**PASSAGE**:
Aug 03, 2010 21:40
I wonder if there is a job that the sole purpose is to come up with name titles? Hmm...
I had a dream about my Grandpa Kroeger. It is significant due to the fact I have not seen him since he died when I was 14 or so. Also, I cannot think of the last time I had a dream about him. I imagine it was probably two years or so. I really cannot remember. He was a very great man. I am happy that I had a dream about him. There is something about having good dreams about past family members that puts happiness in my heart. I remember being in a car with him. I think my dad was in the back seat. We were going somewhere, and there was something up with the engine of the car. Grandpa was unable to deal with the noise it was making, so while it was running he sprayed something on a cloth and then proceeded to grab onto the belts as they moved around. There was some other stuff, however I do not remember. It has also been awhile since I have had such a vivid dream. I use to have them frequently, however now I am lucky if I even remember having one. Time to jump tracks.

**EXERCISE TASKS**:
**1.** Decide whether each statement agrees with the dream entry, answering yes or no and quoting the words of the entry that settle it: (a) The writer was about 14 when the grandfather died. (b) The writer still has vivid dreams frequently. (c) In the dream, the grandfather sprayed something on a cloth.
**2.** Substitute "right wrist" for "wrist" in the records, starting at the line that contains "Crossing-audit request: pin the wrist" and continuing through the last line of the records, and write those lines out again with nothing else altered.
The text and the records are unrelated to each other.

(Items listed in a dataset)
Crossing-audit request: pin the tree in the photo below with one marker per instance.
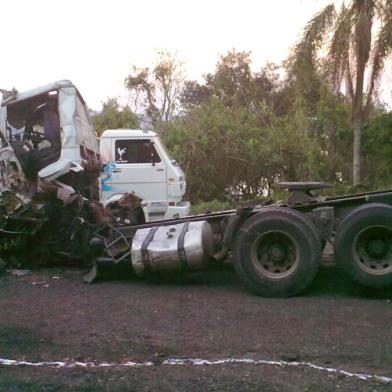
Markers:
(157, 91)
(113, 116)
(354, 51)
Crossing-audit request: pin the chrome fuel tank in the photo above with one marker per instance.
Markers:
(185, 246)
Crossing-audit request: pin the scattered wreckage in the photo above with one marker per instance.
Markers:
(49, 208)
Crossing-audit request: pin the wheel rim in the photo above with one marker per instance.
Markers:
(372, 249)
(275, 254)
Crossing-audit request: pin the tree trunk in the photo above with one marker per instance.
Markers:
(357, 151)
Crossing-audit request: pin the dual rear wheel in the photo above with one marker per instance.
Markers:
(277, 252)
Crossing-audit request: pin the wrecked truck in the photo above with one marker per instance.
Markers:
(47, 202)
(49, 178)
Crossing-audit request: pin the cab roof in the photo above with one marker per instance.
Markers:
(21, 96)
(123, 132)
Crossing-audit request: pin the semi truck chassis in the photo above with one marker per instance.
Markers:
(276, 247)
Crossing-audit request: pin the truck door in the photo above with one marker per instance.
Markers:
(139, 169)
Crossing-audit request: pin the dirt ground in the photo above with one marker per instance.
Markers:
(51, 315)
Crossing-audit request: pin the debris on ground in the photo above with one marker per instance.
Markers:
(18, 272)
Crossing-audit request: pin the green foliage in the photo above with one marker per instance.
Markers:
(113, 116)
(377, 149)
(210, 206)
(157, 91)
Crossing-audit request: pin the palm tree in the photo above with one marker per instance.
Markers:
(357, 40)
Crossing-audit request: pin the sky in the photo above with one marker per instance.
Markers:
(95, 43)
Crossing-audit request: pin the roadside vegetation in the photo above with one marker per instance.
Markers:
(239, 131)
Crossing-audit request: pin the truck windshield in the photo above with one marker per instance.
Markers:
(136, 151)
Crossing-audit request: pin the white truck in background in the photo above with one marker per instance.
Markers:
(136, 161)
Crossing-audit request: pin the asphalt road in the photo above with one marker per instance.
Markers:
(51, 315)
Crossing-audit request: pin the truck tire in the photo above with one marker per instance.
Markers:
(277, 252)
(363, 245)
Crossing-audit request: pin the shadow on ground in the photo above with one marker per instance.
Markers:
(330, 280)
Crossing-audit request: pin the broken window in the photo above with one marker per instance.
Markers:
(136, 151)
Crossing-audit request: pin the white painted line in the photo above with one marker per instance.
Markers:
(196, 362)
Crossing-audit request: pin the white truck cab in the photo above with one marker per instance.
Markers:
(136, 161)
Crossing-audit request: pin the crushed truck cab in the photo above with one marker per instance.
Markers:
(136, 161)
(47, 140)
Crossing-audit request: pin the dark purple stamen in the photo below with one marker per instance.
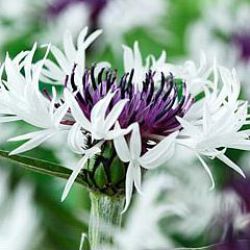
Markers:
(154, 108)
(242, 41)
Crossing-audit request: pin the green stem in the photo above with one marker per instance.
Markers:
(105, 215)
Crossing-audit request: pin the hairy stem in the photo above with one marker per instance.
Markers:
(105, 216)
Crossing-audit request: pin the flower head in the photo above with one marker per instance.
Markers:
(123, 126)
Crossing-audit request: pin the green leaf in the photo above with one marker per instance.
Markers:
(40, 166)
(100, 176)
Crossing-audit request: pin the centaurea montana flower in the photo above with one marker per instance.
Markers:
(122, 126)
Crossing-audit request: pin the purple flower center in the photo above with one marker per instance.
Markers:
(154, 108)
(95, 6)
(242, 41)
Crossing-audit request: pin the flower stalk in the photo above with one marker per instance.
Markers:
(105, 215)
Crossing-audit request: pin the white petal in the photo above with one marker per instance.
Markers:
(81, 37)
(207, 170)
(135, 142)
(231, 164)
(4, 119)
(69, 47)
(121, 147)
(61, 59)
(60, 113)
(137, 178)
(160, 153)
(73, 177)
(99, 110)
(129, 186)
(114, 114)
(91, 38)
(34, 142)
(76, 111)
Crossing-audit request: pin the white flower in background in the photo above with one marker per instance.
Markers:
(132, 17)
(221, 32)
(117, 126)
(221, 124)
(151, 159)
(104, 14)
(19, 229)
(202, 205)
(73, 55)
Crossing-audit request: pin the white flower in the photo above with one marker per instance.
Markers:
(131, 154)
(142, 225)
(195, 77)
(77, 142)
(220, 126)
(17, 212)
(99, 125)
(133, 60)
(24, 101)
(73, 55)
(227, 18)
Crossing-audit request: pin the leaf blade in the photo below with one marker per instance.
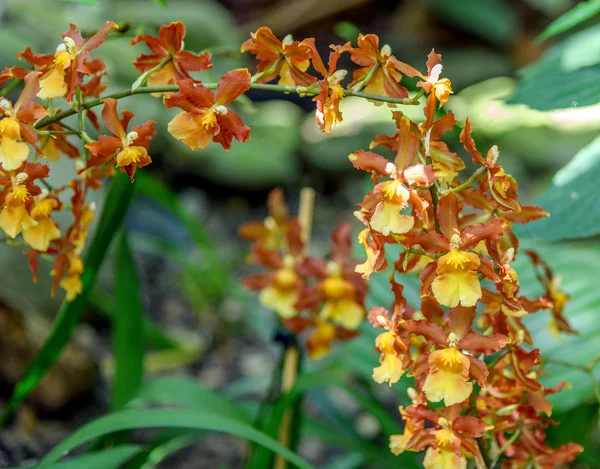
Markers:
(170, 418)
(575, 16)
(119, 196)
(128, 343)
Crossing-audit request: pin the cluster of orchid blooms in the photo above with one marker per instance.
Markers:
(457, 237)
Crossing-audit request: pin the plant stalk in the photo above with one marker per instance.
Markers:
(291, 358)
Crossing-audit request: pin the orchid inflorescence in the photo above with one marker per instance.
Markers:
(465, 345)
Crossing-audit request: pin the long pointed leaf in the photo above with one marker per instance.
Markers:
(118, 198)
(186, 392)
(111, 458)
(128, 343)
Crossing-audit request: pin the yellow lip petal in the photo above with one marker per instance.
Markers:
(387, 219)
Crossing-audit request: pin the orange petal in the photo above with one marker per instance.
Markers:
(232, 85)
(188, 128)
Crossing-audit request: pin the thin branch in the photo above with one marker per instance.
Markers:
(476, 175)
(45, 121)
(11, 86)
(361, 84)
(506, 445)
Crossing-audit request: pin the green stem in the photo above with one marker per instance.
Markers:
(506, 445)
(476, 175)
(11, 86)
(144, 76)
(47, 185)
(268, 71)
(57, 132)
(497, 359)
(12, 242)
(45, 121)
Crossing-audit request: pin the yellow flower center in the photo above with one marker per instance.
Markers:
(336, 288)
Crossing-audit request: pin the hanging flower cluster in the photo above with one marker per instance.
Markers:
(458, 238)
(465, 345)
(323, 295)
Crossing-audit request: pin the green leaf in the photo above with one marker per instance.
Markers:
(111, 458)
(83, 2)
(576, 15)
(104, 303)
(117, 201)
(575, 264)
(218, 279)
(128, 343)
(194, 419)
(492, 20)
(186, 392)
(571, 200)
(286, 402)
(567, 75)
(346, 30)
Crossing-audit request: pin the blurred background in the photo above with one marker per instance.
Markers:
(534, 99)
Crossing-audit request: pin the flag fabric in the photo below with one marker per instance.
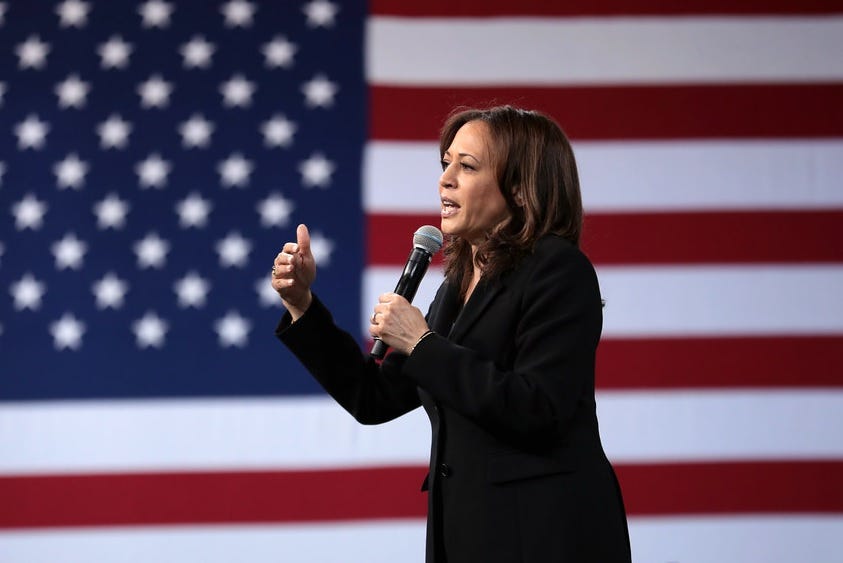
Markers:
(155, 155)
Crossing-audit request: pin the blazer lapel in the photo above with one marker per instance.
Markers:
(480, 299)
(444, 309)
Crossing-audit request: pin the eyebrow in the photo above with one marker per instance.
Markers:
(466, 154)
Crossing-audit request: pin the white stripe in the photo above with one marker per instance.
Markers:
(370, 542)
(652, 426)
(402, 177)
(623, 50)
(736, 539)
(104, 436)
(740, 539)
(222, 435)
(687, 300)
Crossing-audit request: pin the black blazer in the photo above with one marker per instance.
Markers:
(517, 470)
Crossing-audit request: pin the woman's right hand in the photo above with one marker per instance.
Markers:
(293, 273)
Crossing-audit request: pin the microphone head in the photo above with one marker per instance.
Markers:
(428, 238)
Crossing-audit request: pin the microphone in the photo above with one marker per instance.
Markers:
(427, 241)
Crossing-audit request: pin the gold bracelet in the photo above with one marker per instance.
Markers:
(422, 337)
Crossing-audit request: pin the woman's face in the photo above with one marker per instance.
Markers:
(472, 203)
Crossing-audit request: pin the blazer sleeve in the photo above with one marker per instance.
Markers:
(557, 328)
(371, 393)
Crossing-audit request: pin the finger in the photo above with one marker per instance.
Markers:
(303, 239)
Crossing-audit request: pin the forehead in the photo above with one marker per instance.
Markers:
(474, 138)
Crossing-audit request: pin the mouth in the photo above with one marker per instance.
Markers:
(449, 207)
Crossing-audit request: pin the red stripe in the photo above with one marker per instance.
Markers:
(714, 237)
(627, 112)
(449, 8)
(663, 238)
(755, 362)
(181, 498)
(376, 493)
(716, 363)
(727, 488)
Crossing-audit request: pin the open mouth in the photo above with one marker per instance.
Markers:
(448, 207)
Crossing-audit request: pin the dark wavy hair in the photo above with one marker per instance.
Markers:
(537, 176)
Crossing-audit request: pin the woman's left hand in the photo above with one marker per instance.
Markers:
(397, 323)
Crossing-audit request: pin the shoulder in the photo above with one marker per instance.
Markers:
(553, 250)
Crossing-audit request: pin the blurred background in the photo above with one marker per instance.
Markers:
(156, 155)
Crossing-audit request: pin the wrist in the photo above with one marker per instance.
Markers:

**SOLUTIONS**:
**1.**
(a) Yes: "I have not seen him since he died when I was 14 or so."
(b) No: "I use to have them frequently, however now I am lucky if I even remember having one."
(c) Yes: "he sprayed something on a cloth"

**2.**
Crossing-audit request: pin the right wrist in the photo above with one marker per instance.
Markers:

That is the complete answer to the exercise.